**MATERIAL FOR THIS EXERCISE**
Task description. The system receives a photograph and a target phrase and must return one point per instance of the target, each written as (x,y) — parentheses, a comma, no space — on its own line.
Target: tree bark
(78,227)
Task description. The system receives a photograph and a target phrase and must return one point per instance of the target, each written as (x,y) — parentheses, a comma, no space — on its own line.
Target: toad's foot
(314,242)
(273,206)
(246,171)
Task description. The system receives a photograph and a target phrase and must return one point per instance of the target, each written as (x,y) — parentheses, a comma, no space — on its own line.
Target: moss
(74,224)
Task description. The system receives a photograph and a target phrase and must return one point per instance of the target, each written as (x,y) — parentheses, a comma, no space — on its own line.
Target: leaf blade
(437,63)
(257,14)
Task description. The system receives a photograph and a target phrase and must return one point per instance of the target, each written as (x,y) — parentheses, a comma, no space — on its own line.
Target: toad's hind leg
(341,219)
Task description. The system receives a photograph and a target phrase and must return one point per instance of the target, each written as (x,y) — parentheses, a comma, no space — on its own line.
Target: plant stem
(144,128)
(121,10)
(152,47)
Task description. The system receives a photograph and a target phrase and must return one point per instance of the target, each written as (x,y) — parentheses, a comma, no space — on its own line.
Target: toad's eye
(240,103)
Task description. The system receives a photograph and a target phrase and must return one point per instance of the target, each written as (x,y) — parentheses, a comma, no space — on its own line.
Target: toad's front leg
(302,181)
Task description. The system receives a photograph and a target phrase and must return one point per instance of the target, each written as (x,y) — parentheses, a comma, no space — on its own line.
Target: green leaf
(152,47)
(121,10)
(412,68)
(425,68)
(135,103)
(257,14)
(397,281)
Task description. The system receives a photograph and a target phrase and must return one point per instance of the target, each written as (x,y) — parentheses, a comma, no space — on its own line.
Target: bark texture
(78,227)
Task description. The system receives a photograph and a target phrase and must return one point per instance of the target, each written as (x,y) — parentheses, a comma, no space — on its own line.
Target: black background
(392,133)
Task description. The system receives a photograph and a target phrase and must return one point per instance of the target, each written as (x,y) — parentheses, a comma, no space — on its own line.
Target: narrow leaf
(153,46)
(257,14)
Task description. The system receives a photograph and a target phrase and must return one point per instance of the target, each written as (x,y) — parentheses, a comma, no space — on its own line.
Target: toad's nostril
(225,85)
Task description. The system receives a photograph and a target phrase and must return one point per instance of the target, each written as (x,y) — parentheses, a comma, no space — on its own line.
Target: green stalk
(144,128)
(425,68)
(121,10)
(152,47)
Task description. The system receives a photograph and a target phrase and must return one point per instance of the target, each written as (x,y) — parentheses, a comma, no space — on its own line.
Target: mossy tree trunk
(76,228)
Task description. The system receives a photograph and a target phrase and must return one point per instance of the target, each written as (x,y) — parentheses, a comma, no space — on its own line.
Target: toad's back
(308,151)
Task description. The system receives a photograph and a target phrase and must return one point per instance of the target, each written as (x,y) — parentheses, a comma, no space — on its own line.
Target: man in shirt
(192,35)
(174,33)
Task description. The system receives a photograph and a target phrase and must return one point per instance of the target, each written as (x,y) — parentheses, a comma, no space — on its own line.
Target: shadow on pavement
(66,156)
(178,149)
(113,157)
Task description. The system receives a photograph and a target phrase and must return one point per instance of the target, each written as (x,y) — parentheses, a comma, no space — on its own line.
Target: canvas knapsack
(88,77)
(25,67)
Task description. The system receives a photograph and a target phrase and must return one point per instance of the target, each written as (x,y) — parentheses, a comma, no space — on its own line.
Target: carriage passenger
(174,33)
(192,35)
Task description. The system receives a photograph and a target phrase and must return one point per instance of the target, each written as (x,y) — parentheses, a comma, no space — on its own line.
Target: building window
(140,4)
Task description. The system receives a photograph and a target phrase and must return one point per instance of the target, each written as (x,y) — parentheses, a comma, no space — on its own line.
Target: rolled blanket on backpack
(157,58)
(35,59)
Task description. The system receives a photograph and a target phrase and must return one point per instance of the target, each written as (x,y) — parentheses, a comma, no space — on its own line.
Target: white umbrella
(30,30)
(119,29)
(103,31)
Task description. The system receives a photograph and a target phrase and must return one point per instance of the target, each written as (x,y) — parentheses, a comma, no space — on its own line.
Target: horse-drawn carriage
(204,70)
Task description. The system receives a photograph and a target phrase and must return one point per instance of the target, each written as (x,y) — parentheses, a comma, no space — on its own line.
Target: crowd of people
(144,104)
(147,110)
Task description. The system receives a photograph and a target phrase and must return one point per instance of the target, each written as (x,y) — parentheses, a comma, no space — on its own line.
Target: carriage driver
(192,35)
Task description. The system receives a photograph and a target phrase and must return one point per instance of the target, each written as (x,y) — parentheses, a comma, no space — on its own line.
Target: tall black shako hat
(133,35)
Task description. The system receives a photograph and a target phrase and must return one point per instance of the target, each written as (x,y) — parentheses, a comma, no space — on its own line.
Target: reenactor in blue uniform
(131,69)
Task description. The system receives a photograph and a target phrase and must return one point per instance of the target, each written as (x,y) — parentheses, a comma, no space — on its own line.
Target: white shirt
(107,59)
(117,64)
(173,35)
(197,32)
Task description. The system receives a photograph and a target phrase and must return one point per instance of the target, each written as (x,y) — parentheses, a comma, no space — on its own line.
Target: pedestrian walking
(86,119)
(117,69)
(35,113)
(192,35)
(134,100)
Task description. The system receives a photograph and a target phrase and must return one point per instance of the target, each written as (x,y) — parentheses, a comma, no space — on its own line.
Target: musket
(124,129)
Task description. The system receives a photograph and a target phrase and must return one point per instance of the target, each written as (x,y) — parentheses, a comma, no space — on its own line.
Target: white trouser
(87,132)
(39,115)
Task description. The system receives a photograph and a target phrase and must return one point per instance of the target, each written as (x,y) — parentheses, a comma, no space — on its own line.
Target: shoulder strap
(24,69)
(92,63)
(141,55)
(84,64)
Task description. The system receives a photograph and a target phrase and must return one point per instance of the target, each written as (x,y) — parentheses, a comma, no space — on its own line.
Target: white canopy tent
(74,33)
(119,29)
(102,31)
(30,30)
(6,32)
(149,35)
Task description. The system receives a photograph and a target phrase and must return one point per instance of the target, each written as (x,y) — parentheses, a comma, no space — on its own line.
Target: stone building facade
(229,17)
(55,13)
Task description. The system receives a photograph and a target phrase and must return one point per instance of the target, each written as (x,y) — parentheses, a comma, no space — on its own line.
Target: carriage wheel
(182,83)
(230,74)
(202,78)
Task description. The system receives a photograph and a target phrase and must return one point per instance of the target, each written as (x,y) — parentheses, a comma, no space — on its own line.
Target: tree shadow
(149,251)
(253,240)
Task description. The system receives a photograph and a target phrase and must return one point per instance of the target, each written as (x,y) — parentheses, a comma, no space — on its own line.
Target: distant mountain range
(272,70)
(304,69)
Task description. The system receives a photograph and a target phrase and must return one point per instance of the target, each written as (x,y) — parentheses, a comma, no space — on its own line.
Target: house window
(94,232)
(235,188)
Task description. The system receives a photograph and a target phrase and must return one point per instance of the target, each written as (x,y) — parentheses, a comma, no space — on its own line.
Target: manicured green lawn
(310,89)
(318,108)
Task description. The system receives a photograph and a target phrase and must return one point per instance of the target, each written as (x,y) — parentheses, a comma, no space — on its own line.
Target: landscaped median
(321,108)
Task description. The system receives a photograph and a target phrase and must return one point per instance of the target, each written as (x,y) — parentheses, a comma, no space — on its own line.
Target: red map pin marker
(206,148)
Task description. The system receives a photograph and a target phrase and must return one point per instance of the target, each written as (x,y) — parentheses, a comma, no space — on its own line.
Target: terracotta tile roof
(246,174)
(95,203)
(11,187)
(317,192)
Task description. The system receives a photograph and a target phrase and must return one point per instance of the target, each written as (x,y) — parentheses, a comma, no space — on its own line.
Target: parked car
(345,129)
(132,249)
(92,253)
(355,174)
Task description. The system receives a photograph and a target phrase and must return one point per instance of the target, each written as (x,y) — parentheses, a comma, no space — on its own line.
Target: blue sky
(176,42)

**STATED PROBLEM**
Count the lines in the records that contain the word "building", and reply with the number alone.

**RESPONSE TO THE TASK**
2